**INSTRUCTIONS FOR THE TASK:** Please return the full listing below without altering anything.

**THE DATA:**
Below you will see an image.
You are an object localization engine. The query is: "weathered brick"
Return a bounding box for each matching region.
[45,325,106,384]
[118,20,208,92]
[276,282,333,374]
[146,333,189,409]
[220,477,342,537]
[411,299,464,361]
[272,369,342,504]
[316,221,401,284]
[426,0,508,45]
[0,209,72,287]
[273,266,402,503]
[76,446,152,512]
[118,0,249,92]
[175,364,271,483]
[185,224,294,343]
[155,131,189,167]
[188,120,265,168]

**TASK RESULT:**
Below you will see an image.
You are an object localization engine. The query is: "weathered brick"
Return a bounding box for each matching region.
[45,325,106,384]
[118,20,208,92]
[276,282,333,374]
[146,333,189,409]
[220,477,342,537]
[411,299,464,361]
[272,369,342,504]
[316,221,401,284]
[426,0,508,45]
[0,209,72,287]
[273,266,402,503]
[76,446,152,512]
[118,0,249,92]
[175,364,271,483]
[185,224,294,343]
[155,131,189,167]
[188,120,265,168]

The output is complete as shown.